_EXERCISE DIRECTIONS:_ How many of the lines below contain the word "brown"? Reply with the number alone.

_MATERIAL PROVIDED:_
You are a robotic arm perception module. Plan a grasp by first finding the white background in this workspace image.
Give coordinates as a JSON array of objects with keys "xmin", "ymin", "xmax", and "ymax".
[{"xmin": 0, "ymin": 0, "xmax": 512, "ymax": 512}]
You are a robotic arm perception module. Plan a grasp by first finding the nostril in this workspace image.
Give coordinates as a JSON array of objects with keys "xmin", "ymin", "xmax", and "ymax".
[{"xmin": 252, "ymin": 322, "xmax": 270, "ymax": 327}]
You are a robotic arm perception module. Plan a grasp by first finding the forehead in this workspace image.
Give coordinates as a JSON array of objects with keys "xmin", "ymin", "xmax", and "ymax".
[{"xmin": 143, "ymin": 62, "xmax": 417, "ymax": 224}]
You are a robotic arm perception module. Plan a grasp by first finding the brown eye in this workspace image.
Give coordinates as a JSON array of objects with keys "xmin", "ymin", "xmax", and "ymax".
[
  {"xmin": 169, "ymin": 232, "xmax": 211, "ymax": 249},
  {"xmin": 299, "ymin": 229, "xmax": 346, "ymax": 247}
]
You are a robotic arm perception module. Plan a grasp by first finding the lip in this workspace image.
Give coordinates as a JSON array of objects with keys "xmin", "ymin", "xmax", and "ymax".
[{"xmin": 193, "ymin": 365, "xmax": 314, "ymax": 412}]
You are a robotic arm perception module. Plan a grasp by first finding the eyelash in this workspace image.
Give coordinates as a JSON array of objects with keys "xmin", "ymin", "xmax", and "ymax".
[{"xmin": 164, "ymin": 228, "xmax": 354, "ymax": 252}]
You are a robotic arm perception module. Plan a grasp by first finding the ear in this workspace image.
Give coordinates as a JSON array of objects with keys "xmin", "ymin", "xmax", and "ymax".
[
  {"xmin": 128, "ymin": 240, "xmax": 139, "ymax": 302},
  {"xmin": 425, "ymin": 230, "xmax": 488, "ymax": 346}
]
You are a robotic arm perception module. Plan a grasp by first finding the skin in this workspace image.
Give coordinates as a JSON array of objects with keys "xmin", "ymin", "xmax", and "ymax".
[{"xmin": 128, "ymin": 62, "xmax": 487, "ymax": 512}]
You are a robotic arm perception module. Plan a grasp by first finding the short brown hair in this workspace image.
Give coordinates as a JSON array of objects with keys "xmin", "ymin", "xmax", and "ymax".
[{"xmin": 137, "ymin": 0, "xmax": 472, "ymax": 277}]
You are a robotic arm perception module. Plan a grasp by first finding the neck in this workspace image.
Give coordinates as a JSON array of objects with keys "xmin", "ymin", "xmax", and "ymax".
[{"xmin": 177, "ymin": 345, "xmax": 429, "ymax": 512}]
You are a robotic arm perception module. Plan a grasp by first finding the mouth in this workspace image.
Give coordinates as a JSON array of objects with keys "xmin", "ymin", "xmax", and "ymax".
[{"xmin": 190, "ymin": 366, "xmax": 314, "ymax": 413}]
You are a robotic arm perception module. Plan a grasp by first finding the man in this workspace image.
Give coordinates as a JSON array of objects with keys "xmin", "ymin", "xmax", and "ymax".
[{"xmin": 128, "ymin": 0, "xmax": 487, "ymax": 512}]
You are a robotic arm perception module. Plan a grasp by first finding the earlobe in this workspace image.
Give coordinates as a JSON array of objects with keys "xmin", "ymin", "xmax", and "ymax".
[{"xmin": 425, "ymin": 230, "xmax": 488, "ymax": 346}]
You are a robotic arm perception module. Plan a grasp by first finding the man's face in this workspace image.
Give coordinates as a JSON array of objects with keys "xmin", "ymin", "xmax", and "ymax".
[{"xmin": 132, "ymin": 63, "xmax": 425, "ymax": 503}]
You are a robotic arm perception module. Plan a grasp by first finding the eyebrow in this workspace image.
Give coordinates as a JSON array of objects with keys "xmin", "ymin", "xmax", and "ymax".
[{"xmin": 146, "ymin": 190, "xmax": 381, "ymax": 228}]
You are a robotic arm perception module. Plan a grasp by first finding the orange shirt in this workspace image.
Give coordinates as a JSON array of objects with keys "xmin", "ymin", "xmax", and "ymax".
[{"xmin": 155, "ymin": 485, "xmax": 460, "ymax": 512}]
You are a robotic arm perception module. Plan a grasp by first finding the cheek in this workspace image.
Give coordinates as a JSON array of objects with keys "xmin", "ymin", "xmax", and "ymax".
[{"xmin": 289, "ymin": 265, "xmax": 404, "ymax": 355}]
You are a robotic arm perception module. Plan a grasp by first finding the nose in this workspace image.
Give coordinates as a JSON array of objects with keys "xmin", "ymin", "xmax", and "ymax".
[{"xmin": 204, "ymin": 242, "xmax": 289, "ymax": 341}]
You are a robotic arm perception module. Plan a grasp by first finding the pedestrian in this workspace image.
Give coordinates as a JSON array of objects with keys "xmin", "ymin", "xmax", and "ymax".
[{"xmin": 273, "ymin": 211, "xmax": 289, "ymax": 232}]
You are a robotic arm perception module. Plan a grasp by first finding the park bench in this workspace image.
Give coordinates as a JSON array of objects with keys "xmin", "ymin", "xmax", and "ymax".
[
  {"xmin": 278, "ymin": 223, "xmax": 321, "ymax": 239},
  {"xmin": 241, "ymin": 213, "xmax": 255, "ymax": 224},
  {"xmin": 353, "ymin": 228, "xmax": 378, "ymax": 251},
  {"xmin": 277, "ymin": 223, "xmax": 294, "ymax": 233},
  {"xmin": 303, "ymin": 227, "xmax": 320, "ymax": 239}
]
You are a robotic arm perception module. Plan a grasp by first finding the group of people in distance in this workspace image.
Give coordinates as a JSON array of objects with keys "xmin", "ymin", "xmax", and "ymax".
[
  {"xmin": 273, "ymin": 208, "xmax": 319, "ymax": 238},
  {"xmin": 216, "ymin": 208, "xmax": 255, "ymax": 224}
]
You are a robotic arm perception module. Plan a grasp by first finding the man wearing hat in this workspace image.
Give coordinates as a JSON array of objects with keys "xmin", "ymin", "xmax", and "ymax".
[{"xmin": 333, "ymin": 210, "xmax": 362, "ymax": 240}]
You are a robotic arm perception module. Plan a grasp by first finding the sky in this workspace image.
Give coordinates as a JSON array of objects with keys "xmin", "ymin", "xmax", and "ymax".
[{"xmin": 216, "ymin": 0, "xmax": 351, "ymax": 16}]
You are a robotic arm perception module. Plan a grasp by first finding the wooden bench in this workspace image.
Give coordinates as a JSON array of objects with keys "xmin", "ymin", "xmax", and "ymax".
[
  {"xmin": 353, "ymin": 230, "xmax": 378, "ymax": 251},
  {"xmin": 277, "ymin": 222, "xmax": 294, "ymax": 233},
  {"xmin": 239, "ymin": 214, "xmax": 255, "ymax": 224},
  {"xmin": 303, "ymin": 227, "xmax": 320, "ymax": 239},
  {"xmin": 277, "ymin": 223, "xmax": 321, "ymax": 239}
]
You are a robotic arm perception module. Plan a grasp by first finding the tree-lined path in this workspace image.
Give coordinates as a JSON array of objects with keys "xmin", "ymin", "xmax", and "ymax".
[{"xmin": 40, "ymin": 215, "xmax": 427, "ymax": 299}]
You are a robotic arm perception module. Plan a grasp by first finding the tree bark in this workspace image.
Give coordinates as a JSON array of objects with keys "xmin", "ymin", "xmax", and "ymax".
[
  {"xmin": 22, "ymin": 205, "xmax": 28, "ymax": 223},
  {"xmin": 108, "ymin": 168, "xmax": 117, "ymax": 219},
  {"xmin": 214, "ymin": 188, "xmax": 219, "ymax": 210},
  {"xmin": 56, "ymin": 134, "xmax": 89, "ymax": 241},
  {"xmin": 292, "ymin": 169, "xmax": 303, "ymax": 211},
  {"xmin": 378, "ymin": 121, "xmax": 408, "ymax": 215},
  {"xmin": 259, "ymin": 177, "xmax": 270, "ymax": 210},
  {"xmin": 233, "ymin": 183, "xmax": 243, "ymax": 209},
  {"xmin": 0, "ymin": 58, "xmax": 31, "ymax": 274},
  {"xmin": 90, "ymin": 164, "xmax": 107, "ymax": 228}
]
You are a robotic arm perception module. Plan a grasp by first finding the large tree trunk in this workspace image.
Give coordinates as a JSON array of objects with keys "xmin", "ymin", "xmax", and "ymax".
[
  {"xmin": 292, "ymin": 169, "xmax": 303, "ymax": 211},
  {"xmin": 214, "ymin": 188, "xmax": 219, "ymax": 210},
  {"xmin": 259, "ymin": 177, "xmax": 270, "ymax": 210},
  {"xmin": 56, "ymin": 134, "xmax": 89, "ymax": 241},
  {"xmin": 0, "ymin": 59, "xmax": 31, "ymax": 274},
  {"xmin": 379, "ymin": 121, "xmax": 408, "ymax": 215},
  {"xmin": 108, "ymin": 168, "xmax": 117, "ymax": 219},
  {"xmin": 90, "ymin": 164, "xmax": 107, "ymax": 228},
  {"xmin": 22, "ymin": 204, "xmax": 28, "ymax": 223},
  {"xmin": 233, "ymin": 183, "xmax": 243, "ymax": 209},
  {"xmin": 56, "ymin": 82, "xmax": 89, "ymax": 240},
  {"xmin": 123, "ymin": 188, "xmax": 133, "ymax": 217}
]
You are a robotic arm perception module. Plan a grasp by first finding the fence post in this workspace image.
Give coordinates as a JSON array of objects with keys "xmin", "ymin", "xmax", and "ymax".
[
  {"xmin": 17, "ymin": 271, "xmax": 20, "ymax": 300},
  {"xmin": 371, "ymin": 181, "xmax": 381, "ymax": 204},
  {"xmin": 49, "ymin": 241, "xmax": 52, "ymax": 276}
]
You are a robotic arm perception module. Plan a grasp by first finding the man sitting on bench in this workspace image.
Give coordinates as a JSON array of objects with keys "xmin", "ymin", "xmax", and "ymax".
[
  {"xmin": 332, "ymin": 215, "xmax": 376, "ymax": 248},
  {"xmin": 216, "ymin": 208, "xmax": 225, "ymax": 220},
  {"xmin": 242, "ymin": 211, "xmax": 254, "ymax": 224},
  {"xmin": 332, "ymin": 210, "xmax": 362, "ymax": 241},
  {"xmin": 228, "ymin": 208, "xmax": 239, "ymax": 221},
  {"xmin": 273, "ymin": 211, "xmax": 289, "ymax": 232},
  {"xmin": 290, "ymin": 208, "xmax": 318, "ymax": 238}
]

_REPLY:_ 2